[Stored records]
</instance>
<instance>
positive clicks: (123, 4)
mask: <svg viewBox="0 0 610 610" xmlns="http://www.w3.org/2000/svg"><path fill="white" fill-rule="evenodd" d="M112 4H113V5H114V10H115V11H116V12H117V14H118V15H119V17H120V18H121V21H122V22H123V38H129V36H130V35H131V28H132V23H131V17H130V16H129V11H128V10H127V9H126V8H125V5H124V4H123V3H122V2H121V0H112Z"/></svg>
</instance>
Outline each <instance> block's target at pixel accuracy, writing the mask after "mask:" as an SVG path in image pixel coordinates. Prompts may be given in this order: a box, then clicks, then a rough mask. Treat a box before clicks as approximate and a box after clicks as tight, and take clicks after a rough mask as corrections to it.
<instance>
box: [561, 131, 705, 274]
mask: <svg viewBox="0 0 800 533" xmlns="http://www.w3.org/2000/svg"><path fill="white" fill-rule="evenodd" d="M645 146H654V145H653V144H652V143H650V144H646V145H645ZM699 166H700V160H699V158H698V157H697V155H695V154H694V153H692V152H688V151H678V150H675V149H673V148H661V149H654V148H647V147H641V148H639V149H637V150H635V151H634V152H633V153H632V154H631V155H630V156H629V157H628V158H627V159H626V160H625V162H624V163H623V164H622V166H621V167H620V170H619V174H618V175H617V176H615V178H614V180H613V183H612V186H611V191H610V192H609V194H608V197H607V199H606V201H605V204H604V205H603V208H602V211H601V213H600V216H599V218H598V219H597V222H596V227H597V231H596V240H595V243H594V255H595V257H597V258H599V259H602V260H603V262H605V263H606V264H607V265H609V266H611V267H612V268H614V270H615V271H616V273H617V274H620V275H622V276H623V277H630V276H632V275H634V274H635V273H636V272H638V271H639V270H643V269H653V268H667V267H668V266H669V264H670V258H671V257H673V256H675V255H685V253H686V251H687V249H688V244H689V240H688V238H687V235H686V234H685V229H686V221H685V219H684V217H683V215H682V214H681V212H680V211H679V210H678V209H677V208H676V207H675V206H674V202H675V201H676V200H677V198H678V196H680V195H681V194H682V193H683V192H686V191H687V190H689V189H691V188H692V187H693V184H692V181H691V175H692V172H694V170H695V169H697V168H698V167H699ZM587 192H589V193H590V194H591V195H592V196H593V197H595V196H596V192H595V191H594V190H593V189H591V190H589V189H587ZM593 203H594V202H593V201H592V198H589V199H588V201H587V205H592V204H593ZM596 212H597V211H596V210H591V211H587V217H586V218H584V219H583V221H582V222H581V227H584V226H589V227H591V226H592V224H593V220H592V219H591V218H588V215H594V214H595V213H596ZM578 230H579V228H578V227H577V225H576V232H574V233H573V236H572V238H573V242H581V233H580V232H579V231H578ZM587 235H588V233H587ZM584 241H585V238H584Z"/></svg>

* _Task directions_: Each record above should be retyped in full, exactly as shown.

* _Exercise solution_:
</instance>
<instance>
positive clicks: (123, 4)
mask: <svg viewBox="0 0 610 610" xmlns="http://www.w3.org/2000/svg"><path fill="white" fill-rule="evenodd" d="M112 4H113V5H114V10H115V11H116V12H117V14H118V15H119V17H120V18H121V21H122V22H123V38H129V36H130V35H131V28H132V23H131V17H130V16H129V11H128V10H127V9H126V8H125V5H124V4H123V3H122V2H121V0H112Z"/></svg>
</instance>
Outline each <instance> block's target at pixel accuracy, writing the mask after "mask:" as an SVG path in image pixel coordinates. Prompts may be given in this order: a box, then clicks, then a rough mask. Treat a box before clicks as approximate and a box after clicks as tight, and take clicks after a rough mask as corrections to it.
<instance>
box: [561, 131, 705, 274]
mask: <svg viewBox="0 0 800 533" xmlns="http://www.w3.org/2000/svg"><path fill="white" fill-rule="evenodd" d="M645 146H654V145H653V144H652V143H650V144H646V145H645ZM699 166H700V160H699V158H698V157H697V155H695V154H694V153H692V152H688V151H678V150H675V149H673V148H661V149H654V148H647V147H641V148H639V149H637V150H635V151H634V152H633V153H632V154H631V155H630V156H629V157H628V158H627V159H626V160H625V162H624V163H623V164H622V166H621V167H620V170H619V174H618V175H617V176H615V178H614V180H613V183H612V186H611V191H610V192H609V194H608V197H607V199H606V201H605V204H604V205H603V208H602V211H601V213H600V216H599V218H598V219H597V222H596V227H597V231H596V240H595V243H594V255H595V257H597V258H599V259H602V260H603V262H605V263H606V264H607V265H609V266H611V267H612V268H614V270H615V271H616V273H617V274H620V275H622V276H623V277H630V276H632V275H634V274H635V273H636V272H638V271H639V270H643V269H653V268H667V267H668V266H669V264H670V258H671V257H673V256H675V255H685V253H686V251H687V249H688V244H689V240H688V238H687V235H686V234H685V229H686V221H685V219H684V217H683V215H682V214H681V212H680V211H679V210H678V209H677V208H676V207H675V206H674V202H675V201H676V200H677V198H678V196H680V195H681V194H682V193H683V192H686V191H687V190H689V189H691V188H692V187H693V184H692V181H691V175H692V172H694V170H695V169H697V168H698V167H699ZM587 192H589V193H590V194H591V195H592V196H593V197H595V196H596V192H595V191H594V190H593V189H591V190H589V189H587ZM593 203H594V202H593V201H592V198H589V199H588V201H587V205H592V204H593ZM596 212H597V211H596V210H591V211H587V217H586V218H584V219H583V221H582V222H581V227H584V226H589V227H591V226H592V224H593V220H592V219H591V218H588V215H594V214H595V213H596ZM578 230H579V228H578V227H577V225H576V232H574V233H573V236H572V238H573V242H581V233H580V232H579V231H578ZM587 235H588V233H587ZM584 241H585V238H584Z"/></svg>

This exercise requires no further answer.